ПОСТАВЛЕННАЯ ЗАДАЧА A » Процитируйте из текста о транспортной безопасности фрагмент, который открывается словами, содержащими "В соседней с", и завершается словами "видов транспортной безопасности.".
ПОСТАВЛЕННАЯ ЗАДАЧА B » Как изложить текст о транспортной безопасности ровно в двух предложениях?
ПОСТАВЛЕННАЯ ЗАДАЧА C » Продолжите текст о транспортной безопасности в США и Канаде, начав сразу после его последнего предложения.

ИСТОЧНИК »
((

К сожалению, во многих странах мира функции обеспечения транспортной безопасности оказываются в фокусе внимания государства после резонансных трагических событий. К примеру, в Соединенных Штатах Америки политика в области обеспечения транспортной безопасности постепенно начала трансформироваться от рутинного процесса формального соответствия административным регламентным процедурам в направлении формирования общенациональной задачи обеспечения безопасной и эффективной мобильности населения, как в рамках государственных границ, так и вне их после террористических актов 11 сентября 2001 г. Эта трансформация дала начало процессу институционализации и оформления системы отношений в области транспортной безопасности в виде соответствующей политики государства.
Так, в США до 2001 г. многие функции в области обеспечения транспортной безопасности, особенно в области авиационной безопасности, в том числе предполетный досмотр пассажиров, выполнял частный сектор. После терактов 11 сентября 2001 г. начинается процесс нормативного оформления транспортной безопасности путем издания соответствующих нормативных документов и создания Управления транспортной безопасности (Transportation Security Administration (TSA)) – правительственного агентства США. Первоначально агентство было создано в рамках Департамента транспорта, однако в 2002 г. оно было переведено в ведение Департамента внутренней безопасности. На TSA возложены обязанности по обеспечению безопасности на всех видах транспорта (железнодорожном, морском, автомобильном), но основной задачей Агентства является обеспечение безопасности авиационного транспорта.
В соседней с Соединенными Штатами Канаде ответом на события 11 сентября 2001 г. стало создание в апреле 2002 г. Управления безопасности на воздушном транспорте (CATSA – Canadian Air Transport Security Authority) в виде корпорации, являющейся государственной некоммерческой корпорацией, подотчетной парламенту, подчиняющейся министру транспорта Канады. Негосударственные объединения, такие как ассоциация воздушного транспорта Канады, совет аэропортов Канады и другие, активно участвуют в формировании политики в отрасли и содействуют развитию партнерства государства и бизнеса в сфере авиационной и других видов транспортной безопасности.

))

ДАННЫЕ »
((

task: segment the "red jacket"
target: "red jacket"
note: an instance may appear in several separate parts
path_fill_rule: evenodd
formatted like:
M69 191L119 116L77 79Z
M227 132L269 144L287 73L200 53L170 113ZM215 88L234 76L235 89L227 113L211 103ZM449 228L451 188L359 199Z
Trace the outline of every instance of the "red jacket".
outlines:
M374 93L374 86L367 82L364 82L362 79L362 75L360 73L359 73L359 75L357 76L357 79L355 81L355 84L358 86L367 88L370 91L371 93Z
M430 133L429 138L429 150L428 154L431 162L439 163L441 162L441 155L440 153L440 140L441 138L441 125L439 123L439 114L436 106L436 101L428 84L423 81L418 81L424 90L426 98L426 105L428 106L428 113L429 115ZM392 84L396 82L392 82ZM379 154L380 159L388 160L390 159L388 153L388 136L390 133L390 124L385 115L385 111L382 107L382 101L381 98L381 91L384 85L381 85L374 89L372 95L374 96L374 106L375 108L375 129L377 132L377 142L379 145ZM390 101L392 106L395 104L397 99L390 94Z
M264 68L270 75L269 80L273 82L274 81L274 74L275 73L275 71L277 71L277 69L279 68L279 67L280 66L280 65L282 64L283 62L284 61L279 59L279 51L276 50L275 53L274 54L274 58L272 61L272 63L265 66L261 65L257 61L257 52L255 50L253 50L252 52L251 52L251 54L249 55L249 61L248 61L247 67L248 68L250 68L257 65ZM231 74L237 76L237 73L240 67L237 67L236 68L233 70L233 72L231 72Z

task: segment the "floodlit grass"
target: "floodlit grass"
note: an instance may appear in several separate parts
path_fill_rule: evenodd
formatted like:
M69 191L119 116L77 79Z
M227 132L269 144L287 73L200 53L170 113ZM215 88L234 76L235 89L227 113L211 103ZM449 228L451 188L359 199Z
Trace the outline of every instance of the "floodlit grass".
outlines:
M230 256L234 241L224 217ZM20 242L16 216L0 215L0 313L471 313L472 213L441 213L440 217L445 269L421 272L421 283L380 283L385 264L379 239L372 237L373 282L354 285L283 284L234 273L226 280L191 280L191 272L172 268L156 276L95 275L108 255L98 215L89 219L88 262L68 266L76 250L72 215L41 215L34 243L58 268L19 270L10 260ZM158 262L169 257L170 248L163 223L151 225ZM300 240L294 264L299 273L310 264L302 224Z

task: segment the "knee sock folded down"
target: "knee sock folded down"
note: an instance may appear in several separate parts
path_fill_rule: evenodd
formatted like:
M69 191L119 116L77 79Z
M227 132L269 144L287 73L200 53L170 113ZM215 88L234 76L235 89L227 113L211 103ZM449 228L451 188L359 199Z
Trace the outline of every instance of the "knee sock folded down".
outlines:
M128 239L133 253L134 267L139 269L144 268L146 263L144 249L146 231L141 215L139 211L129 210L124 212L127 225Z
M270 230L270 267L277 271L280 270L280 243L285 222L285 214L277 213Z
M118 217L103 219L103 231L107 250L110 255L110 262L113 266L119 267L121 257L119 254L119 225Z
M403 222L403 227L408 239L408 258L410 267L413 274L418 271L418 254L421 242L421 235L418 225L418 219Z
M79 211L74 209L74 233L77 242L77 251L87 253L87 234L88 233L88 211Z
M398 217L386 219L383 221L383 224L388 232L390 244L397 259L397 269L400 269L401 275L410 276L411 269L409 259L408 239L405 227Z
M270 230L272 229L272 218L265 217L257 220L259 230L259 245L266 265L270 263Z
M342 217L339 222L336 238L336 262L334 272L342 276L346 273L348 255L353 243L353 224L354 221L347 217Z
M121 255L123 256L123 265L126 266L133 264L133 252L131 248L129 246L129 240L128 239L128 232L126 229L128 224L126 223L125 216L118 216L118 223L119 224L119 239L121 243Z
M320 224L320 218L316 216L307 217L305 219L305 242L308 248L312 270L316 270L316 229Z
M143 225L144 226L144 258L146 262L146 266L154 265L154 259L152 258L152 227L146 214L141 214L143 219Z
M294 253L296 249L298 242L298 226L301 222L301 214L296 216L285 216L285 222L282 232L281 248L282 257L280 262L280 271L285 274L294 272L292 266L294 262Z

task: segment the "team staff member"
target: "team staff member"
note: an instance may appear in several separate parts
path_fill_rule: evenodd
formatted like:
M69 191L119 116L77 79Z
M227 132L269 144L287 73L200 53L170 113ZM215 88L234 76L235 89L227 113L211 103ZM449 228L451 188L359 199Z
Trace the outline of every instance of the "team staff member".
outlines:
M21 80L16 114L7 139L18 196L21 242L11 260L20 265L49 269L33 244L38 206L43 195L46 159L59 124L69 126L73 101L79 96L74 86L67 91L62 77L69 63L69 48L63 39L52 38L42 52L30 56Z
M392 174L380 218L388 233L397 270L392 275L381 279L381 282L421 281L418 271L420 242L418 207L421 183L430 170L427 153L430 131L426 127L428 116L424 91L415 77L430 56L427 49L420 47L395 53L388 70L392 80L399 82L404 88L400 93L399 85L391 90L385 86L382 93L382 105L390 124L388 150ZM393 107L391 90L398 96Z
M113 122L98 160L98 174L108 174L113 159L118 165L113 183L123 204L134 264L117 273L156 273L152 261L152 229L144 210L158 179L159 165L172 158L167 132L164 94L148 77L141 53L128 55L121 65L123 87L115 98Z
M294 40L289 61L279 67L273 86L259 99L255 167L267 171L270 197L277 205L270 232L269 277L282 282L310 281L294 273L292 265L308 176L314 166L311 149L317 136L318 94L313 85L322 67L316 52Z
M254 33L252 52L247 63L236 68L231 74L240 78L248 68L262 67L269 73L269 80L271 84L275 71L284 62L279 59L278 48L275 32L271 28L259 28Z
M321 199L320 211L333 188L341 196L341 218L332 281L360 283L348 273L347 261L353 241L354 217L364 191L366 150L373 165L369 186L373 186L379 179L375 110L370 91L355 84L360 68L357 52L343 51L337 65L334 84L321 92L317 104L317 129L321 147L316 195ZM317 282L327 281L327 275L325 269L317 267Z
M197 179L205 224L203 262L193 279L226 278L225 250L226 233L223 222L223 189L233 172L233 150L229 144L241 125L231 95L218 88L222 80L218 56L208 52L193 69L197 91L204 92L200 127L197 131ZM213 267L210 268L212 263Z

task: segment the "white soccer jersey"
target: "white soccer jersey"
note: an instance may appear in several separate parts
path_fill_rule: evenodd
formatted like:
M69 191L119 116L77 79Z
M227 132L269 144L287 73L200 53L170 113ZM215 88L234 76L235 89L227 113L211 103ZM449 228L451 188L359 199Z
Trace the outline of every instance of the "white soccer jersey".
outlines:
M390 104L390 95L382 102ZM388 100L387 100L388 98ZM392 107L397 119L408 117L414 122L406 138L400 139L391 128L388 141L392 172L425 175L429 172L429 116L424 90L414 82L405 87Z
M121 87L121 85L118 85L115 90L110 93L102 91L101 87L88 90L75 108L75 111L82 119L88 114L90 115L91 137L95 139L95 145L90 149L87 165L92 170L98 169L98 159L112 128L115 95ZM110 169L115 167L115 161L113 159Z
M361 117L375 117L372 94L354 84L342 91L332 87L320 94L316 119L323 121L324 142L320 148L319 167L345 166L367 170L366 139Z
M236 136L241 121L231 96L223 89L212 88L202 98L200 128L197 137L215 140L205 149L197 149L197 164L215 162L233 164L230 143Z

))

РЕЗУЛЬТАТ УПРАЖНЕНИЯ A »
В соседней с Соединенными Штатами Канаде ответом на события 11 сентября 2001 г. стало создание в апреле 2002 г. Управления безопасности на воздушном транспорте (CATSA – Canadian Air Transport Security Authority) в виде корпорации, являющейся государственной некоммерческой корпорацией, подотчетной парламенту, подчиняющейся министру транспорта Канады. Негосударственные объединения, такие как ассоциация воздушного транспорта Канады, совет аэропортов Канады и другие, активно участвуют в формировании политики в отрасли и содействуют развитию партнерства государства и бизнеса в сфере авиационной и других видов транспортной безопасности.

РЕЗУЛЬТАТ УПРАЖНЕНИЯ B » Во многих странах транспортная безопасность оказывается в фокусе внимания государства после резонансных трагедий: в США до 2001 г. многие ее функции выполнял частный сектор, а после терактов 11 сентября было создано правительственное агентство TSA, отвечающее за все виды транспорта, но прежде всего за авиационный. В Канаде ответом на эти события стало создание в апреле 2002 г. государственной некоммерческой корпорации CATSA, а негосударственные объединения участвуют в формировании политики отрасли и развитии партнерства государства и бизнеса.

РЕЗУЛЬТАТ УПРАЖНЕНИЯ C »
В некоторых государствах функции по обеспечению транспортной безопасности традиционно осуществлялись и продолжают осуществляться полицией (Великобритания, Ирландия) и исполнительными органами власти в сфере транспорта (Испания), но их функции до событий 2001 г. были, в основном, сосредоточены на правоохранительной деятельности и обеспечении безопасности дорожного движения. Можно констатировать, что до терактов 11 сентября во многих странах мира отсутствовала целостная система государственной политики, направленной на комплексное решение задач безопасности транспортной отрасли. Мировая тенденция, которая появилась после 2001 г. – постепенная интеграция как внутригосударственной, так и международной транспортной политики, расширение информационного и организационного взаимодействия между государствами, постепенная институционализация мировой и региональной политики в области обеспечения глобальной безопасности транспортной отрасли.
О возрастающей значимости обеспечения безопасности инфраструктуры, в том числе транспортной, свидетельствует создание в США в 1998 г. Национального центра защиты инфраструктуры. Его главной задачей являлась интеграция понимания различных видов угроз и формирование повестки реагирования на них в области безопасности функционирования информационных систем страны. Когда баланс групп интересов внутри центра превысил текущий объем его полномочий, на его базе был создан Департамент внутренней безопасности (Department of Homeland Security).
На уровне национальных государств в ходе институционализации государственная транспортная политика приобретает более четкие границы, отношения внутри отрасли становятся понятнее, и каждому актору легче понять и определить свое место в них. Формируется правовая база, определяются цели государственной транспортной политики, способы их достижения, предполагаются совместные усилия всех заинтересованных акторов по обеспечению состояния защищенности объектов транспортной инфраструктуры и транспортных средств от актов незаконного вмешательства.
Политика государства в области обеспечения транспортной безопасности должна, с одной стороны, достигать конкретных целей и задач обеспечения транспортной безопасности, а с другой стороны, перераспределять и минимизировать ущерб, снижать тяжесть последствий, не только экономических и технологических, но и вообще всех возможных последствий. Задача государства здесь – формировать и проводить политику, направленную на нейтрализацию рисков в транспортной отрасли, в том числе рисков, исходящих от международных террористических организаций. Государственная политика в области обеспечения транспортной безопасности, посредством перераспределения ресурсов в отрасли, должна способствовать балансу групп интересов в транспортной отрасли.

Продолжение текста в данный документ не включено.